> **Exercise directions**: Reproduce the material beginning at the line that contains "roof-mounted sight turret." and stopping after the line that contains "[87,125,92,161]", substituting "tail boom" for "fuselage" and leaving everything else unchanged.

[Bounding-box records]
= = = =

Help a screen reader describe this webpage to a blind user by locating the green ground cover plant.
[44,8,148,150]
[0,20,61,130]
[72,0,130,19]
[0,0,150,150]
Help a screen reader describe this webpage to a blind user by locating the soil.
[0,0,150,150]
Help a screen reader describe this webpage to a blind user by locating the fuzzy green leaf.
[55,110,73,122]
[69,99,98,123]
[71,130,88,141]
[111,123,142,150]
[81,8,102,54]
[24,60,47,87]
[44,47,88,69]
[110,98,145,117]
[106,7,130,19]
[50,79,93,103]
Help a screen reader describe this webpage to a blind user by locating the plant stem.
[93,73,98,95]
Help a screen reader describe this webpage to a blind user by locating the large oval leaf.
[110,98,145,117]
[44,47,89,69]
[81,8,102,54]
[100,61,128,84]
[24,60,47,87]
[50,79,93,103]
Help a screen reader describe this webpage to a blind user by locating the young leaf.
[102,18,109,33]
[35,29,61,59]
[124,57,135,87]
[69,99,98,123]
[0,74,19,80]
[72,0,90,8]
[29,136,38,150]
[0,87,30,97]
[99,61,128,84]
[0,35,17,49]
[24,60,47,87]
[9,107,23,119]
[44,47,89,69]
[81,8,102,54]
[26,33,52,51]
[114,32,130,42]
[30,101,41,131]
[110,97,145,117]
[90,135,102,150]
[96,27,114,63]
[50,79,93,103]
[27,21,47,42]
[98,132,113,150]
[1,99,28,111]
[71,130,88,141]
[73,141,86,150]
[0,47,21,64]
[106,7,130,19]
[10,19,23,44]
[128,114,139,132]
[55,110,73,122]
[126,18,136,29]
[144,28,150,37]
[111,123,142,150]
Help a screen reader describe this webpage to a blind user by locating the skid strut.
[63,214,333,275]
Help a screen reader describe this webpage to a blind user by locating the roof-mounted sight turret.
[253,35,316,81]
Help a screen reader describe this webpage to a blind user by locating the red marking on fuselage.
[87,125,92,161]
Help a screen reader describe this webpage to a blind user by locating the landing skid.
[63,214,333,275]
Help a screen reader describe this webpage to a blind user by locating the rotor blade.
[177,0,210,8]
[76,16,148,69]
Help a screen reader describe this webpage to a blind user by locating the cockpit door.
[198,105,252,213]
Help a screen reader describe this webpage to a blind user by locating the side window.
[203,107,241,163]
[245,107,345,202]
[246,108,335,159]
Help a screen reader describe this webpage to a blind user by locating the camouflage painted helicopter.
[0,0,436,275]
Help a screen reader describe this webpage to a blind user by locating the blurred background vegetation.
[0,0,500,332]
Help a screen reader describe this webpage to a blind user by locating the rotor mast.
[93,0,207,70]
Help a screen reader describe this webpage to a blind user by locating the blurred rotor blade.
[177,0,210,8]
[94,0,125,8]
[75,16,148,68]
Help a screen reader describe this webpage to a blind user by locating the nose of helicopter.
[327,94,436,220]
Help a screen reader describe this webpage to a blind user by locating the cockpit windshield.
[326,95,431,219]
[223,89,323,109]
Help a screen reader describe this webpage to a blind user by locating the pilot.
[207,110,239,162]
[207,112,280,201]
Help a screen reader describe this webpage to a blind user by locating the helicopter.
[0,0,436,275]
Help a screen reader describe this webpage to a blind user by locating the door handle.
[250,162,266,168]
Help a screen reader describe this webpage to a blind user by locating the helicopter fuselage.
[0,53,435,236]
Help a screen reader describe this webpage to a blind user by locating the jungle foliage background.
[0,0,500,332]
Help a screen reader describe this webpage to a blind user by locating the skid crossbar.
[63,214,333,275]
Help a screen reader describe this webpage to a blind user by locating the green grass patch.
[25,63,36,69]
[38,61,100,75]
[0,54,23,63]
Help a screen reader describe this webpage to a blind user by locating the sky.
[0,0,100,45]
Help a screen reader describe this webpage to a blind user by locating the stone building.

= = = =

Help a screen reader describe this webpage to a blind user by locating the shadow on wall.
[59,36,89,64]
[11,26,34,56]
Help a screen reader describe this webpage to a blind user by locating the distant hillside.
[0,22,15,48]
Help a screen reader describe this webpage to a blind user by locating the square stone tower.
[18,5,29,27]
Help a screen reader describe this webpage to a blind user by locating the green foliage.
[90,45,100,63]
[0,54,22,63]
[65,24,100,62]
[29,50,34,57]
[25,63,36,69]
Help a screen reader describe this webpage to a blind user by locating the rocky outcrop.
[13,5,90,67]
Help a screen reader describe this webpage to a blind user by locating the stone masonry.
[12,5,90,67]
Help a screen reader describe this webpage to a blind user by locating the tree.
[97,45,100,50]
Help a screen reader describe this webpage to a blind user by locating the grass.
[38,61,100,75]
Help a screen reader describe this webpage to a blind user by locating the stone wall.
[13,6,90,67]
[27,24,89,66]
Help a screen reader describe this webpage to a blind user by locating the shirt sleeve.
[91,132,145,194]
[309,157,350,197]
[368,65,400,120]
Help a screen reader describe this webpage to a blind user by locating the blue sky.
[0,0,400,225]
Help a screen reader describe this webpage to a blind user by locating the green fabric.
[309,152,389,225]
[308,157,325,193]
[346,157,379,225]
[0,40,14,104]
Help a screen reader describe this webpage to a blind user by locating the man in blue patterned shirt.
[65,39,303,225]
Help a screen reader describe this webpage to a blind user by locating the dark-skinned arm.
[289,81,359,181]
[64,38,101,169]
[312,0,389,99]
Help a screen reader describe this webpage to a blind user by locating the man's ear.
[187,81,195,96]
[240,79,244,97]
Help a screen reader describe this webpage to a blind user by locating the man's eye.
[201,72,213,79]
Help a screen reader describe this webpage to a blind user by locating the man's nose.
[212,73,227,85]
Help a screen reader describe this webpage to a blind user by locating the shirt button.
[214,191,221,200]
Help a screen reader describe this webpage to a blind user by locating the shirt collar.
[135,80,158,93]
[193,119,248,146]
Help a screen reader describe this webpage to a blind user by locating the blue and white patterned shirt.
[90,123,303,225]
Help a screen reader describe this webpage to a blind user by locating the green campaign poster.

= = = =

> **Expected answer**:
Help a screen reader describe this webpage to a blind user by locating the roof-mounted sight turret.
[253,35,316,81]
Help a screen reader describe this webpage to a blind user by locating the red marking on tail boom.
[87,125,92,161]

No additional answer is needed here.